▸ Instruction: Pictures within the data are to be left out; everything else must be reproduced exactly.

Dataset excerpts on object pointing:
━━━━

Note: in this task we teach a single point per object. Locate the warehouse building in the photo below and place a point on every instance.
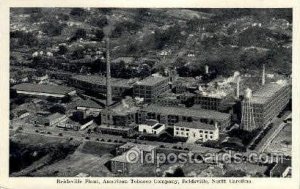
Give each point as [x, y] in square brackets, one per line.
[96, 83]
[57, 91]
[51, 120]
[152, 127]
[121, 114]
[151, 87]
[213, 95]
[267, 102]
[196, 131]
[172, 115]
[124, 164]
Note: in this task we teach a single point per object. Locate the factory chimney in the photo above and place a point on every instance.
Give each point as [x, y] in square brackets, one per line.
[238, 87]
[263, 79]
[108, 75]
[107, 30]
[206, 69]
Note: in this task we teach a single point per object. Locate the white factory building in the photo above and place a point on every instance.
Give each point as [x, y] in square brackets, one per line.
[152, 127]
[196, 131]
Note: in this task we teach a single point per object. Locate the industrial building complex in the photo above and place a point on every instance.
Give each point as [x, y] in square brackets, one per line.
[153, 109]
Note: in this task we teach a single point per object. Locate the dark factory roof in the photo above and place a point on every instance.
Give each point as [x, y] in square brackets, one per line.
[39, 88]
[196, 125]
[88, 104]
[101, 80]
[266, 92]
[188, 112]
[151, 80]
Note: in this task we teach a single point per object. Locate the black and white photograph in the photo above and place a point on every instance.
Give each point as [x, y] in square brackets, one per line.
[150, 92]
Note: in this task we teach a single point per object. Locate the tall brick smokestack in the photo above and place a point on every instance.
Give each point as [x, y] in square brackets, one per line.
[263, 79]
[108, 75]
[107, 31]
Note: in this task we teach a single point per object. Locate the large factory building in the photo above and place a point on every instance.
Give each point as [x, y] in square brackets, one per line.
[266, 103]
[172, 115]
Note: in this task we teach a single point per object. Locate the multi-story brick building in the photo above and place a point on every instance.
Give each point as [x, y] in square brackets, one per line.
[172, 115]
[151, 87]
[267, 102]
[96, 83]
[196, 131]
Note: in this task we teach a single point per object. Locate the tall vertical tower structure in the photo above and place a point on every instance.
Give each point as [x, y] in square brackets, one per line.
[108, 74]
[247, 122]
[263, 79]
[238, 87]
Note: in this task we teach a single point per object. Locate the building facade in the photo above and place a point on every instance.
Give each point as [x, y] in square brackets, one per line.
[172, 115]
[150, 88]
[196, 131]
[267, 102]
[152, 127]
[95, 83]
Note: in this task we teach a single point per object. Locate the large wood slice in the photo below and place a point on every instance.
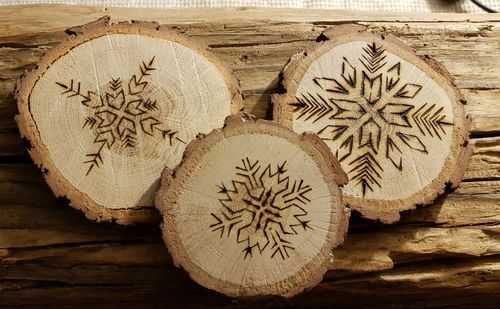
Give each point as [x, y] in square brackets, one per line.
[106, 110]
[394, 120]
[254, 209]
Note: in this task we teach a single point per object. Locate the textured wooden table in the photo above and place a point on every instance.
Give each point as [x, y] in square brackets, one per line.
[446, 254]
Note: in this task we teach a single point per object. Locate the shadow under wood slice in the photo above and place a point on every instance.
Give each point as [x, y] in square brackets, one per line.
[108, 108]
[254, 209]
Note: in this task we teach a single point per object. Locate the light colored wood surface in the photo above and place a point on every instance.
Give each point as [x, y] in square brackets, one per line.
[107, 109]
[447, 253]
[394, 120]
[254, 209]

━━━━

▸ Final answer:
Note: in this task we teach a single point per object. Locate the warehouse building in the photo below and place a point on every instance.
Give each point as [x, y] in square brackets, one per line.
[96, 83]
[57, 91]
[51, 120]
[152, 127]
[121, 114]
[151, 87]
[213, 95]
[267, 102]
[196, 131]
[172, 115]
[124, 164]
Note: in this task we teach a single point per object. Locate the factory chimney in the photo above and place a point on every instance.
Give each point as [x, y] in square brackets, one per line.
[238, 87]
[263, 79]
[108, 75]
[107, 30]
[206, 69]
Note: in this task we teach a single point per object. Locate the white factory building in the photo above and place a point on every instance.
Give each point as [x, y] in square brackets, one per line.
[152, 127]
[196, 131]
Note: in this task we teach a single point per object. Locate the industrial building complex in the photo above and place a point on every instance.
Give each point as [x, y] in square brackets, one per line.
[153, 109]
Note: in this task we teach a single point per object. Locate the dark factory roof in the photo above and place a point on every instance.
Give each point as [x, y] in square brackets, one per line.
[39, 88]
[196, 125]
[88, 104]
[101, 80]
[266, 92]
[188, 112]
[151, 80]
Note: in this task we teach a single point per object. Locate the black and white photograph in the photo above and place a point on every instance.
Give each point as [x, y] in square brackets, one per line.
[150, 92]
Note: in this task we teach a single point per object. Locate the tall brick smokestack in the photo above and place a point on every instance.
Give each point as [x, y] in square brackets, one per line.
[263, 79]
[108, 75]
[107, 31]
Note: in this task we teach a single point per object. Locate the large factory building in the photo above and place a point on every instance.
Give each point as [x, y] in square brackets, one per line.
[266, 103]
[172, 115]
Note: in this task we teach a single point per object. Locate the multi-story brick building in the photo above and place a point on every instance.
Give each point as [x, y] in square brackets, one per line.
[172, 115]
[151, 87]
[267, 102]
[96, 83]
[196, 131]
Note: in this task we teach a single point per object. Locate the tall vertical tower structure in the photo above and place a point on every instance.
Give each point as [x, y] in square brackets, one per line.
[108, 74]
[247, 122]
[263, 79]
[238, 87]
Note: in this task we teach a single point per object. Locate the building facade in the photo above and place a point on every instance.
Give each point as [x, y] in square brackets, one per line.
[172, 115]
[150, 88]
[196, 131]
[267, 102]
[152, 127]
[95, 83]
Note: in this task we teach a single point per object. Locate the large wood slice in the photo below and place a point on every instance.
Give each point as [x, y] in square brackets, one per line.
[106, 110]
[394, 120]
[254, 209]
Note: in this task we teach a single point per object. Locate the textured wooden table in the photo above and place a point on every instance.
Give each point as [x, y] in square brackets, one per line.
[446, 254]
Note: in this task we teach a single point per object. Locate the shadow under wood slice in the photo above and place a point on every instance.
Give each point as [x, y] in square brackets, one per line.
[108, 108]
[254, 209]
Note: in this task we teach a single point per object. Locate the light colored wood surface in the photo above and place a point on every instance.
Give each point as [x, y] in square brackets, one per line.
[107, 109]
[447, 253]
[394, 120]
[254, 209]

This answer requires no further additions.